-- Yapılacak İş --
Aşağıdaki, Türkiye Sigorta'nın basketbol sponsorluğunu konu alan metinden "Sponsorluktan öte bir" ifadesiyle başlayan ve "kurum olduğunu gösteriyordu." ifadesi de dahil olmak üzere onunla biten bölümü hiçbir değişiklik yapmadan yazdırın.

-- Verilen Metin --
Türkiye Sigorta’nın sponsor olduğu Kadın Milli Basketbol Takımımızın Avrupa Şampiyonası eleme maçlarını izlemek üzere Atina’daydım. Bu süreçte yalnızca maçlara değil, kurumsal düzeyde yürütülen sponsorluk stratejisinin sahadaki yansımalarına da tanıklık ettim. Türkiye Sigorta, sektörde güçlü pozisyonunu sürdürürken, sahada da sponsorluk yaklaşımını iletişimden sosyal sorumluluğa uzanan bütüncül bir stratejiyle destekliyor. Şirketin yalnızca görünürlük değil, değer üretme hedefi taşıyan bu yaklaşımı, tribünde de yansımasını buluyor. – Zeynep Aktaş
Atina’da oynanan Kadın Milli Basketbol Takımımızın iki önemli Avrupa Şampiyonası eleme maçında, sahadaki mücadele kadar saha dışındaki kurumsal strateji de dikkat çekiciydi. Organizasyon, ana sponsor Türkiye Sigorta’nın sponsorluk anlayışının yalnızca bir forma reklamı değil, uzun vadeli bir iletişim stratejisinin parçası olduğunu açık biçimde ortaya koyuyordu. Geçtiğimiz mayıs ayında Basketbol Milli Takımları ana sponsoru olan Türkiye Sigorta’nın Genel Müdürü Taha Çakmak, bu iş birliğini “milli takımların yanında olmak bizim için çok kıymetli” sözleriyle ifade etmişti. Atina’daki maçları, Türkiye Sigorta Sağlık Sigortaları Genel Müdür Yardımcısı Tuba Buldu, Oto, Tarım Sigortaları ve Aktüerya Genel Müdür Yardımcısı Melike Nur Çınar, Bilgi Teknolojileri Genel Müdür Yardımcısı Çiğdem Kılıç ve Kurumsal İletişim Direktörü Selda Çamlıbel Özkoyuncu ile birlikte takip ettim. Maç aralarında gerçekleştirdiğim sohbetler, şirketin sponsorluk vizyonunun arkasındaki stratejik bütünlüğü yakından görme fırsatı verdi.

Sponsorluktan öte bir yaklaşım
Türkiye Sigorta’nın 2022’de Basketbol Süper Ligi ile başlayan sponsorluk süreci, bugün Kadın ve Erkek Basketbol Milli Takımlarının ana sponsorluğu ile daha kapsamlı bir yapıya dönüşmüş durumda. Şirketin bu alandaki vizyonu, yalnızca marka görünürlüğü sağlamakla sınırlı kalmıyor; sporun tabana yayılması, kadın sporcuların desteklenmesi ve sosyal bütünleşme gibi toplumsal hedefleri de içeriyor. Türkiye Sigorta Genel Müdürü Taha Çakmak, bu yaklaşımı “milli sorumluluk anlayışımızla hareket ediyoruz” sözleriyle özetliyor. Atina’daki FIBA 2025 Avrupa Şampiyonası eleme maçlarında, Fransa karşısında alınan 71-69’luk mağlubiyeti takip eden 91-67’lik İsviçre galibiyeti sırasında tribünlerde gözlemlenen coşku, şirketin yalnızca sponsorluk sağlayan değil, bu sürece sahada da eşlik eden bir kurum olduğunu gösteriyordu.

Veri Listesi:

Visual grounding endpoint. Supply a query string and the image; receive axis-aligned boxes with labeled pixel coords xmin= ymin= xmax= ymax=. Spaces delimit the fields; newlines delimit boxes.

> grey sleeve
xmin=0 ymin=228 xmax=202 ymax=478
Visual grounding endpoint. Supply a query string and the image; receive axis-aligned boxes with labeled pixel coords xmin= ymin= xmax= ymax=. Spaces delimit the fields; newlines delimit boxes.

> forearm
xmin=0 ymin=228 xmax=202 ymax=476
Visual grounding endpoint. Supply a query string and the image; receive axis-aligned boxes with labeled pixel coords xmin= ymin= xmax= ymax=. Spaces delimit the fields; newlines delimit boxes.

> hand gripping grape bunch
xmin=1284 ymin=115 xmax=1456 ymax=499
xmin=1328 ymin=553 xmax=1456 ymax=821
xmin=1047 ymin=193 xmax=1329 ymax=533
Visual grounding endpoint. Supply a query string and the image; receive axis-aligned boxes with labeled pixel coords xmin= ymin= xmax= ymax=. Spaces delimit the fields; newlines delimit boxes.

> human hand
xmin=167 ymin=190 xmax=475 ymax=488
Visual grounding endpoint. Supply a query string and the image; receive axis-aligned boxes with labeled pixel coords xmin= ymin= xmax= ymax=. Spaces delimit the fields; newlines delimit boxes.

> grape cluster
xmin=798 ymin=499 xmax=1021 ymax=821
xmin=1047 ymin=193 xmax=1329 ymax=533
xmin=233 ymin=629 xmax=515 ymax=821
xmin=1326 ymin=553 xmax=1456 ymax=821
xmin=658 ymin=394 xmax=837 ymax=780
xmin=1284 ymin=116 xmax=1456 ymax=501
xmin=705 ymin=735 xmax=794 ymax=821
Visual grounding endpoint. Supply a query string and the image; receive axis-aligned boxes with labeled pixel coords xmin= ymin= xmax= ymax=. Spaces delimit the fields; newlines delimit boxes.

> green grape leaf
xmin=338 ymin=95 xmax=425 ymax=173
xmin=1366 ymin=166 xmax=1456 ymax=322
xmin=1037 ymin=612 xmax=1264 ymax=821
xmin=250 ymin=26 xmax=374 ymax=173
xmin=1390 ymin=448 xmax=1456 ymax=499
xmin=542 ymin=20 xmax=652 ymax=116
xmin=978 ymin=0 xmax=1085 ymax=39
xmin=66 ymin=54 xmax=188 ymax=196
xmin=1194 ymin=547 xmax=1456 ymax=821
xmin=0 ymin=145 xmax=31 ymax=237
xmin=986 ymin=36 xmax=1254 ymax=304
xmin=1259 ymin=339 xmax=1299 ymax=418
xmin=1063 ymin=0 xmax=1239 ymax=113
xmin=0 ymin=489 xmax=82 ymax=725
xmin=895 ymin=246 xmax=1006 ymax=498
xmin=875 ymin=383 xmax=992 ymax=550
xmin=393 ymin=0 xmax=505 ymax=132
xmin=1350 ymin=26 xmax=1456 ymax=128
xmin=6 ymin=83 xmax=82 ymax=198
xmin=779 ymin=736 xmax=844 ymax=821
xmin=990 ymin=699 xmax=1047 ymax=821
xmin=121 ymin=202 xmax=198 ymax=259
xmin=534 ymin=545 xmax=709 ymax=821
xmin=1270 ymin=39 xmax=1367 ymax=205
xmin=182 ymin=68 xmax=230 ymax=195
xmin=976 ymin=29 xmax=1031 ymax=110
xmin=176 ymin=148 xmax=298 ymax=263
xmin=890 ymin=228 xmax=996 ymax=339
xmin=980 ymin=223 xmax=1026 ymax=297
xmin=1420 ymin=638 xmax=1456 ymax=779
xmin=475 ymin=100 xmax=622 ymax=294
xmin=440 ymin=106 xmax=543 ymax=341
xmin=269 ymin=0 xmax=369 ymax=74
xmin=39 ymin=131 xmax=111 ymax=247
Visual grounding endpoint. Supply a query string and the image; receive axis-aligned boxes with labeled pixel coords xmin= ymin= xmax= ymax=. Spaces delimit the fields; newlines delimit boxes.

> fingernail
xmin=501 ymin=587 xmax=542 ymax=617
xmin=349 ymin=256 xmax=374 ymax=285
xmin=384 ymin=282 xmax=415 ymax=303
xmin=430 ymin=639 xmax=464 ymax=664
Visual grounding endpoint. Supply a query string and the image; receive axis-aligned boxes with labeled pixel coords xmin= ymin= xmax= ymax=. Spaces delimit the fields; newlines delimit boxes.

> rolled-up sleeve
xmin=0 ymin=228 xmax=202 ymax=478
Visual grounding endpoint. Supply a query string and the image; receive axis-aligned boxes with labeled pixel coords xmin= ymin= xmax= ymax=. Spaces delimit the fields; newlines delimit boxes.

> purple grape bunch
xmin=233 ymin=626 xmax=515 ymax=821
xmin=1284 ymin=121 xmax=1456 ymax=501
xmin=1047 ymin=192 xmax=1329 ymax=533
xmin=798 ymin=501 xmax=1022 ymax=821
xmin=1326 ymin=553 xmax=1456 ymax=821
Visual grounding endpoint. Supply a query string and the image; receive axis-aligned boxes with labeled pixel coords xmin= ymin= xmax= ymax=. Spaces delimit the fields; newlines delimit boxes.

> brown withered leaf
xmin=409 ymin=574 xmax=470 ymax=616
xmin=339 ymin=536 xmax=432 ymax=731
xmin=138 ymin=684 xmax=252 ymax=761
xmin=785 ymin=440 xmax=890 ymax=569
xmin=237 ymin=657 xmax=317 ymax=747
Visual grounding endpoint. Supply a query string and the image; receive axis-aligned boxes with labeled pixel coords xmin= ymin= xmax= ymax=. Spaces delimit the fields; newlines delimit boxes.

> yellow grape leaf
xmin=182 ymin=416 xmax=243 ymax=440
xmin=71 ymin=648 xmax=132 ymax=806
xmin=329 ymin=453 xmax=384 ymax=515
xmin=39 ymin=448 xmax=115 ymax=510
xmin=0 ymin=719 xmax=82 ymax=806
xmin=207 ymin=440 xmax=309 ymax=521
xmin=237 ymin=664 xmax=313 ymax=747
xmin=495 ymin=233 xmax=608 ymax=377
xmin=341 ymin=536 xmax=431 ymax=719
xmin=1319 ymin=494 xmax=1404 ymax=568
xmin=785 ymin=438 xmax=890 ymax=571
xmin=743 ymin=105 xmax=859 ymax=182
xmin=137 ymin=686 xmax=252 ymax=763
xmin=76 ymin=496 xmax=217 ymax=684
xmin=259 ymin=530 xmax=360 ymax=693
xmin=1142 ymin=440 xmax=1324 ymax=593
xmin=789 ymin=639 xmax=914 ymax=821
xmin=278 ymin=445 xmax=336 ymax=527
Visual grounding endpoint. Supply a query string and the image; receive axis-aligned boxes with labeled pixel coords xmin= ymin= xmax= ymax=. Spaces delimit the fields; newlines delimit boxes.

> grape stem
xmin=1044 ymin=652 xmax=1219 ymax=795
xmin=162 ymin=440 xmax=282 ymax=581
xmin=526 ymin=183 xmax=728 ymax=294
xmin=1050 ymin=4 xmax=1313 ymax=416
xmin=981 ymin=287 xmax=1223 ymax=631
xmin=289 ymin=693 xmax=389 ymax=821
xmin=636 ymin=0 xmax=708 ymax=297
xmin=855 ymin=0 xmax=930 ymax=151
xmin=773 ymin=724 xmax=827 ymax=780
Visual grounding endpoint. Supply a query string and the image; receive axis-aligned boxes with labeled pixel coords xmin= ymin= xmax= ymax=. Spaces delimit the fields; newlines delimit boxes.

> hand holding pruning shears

-- Doğru Sonuç --
Sponsorluktan öte bir yaklaşım
Türkiye Sigorta’nın 2022’de Basketbol Süper Ligi ile başlayan sponsorluk süreci, bugün Kadın ve Erkek Basketbol Milli Takımlarının ana sponsorluğu ile daha kapsamlı bir yapıya dönüşmüş durumda. Şirketin bu alandaki vizyonu, yalnızca marka görünürlüğü sağlamakla sınırlı kalmıyor; sporun tabana yayılması, kadın sporcuların desteklenmesi ve sosyal bütünleşme gibi toplumsal hedefleri de içeriyor. Türkiye Sigorta Genel Müdürü Taha Çakmak, bu yaklaşımı “milli sorumluluk anlayışımızla hareket ediyoruz” sözleriyle özetliyor. Atina’daki FIBA 2025 Avrupa Şampiyonası eleme maçlarında, Fransa karşısında alınan 71-69’luk mağlubiyeti takip eden 91-67’lik İsviçre galibiyeti sırasında tribünlerde gözlemlenen coşku, şirketin yalnızca sponsorluk sağlayan değil, bu sürece sahada da eşlik eden bir kurum olduğunu gösteriyordu.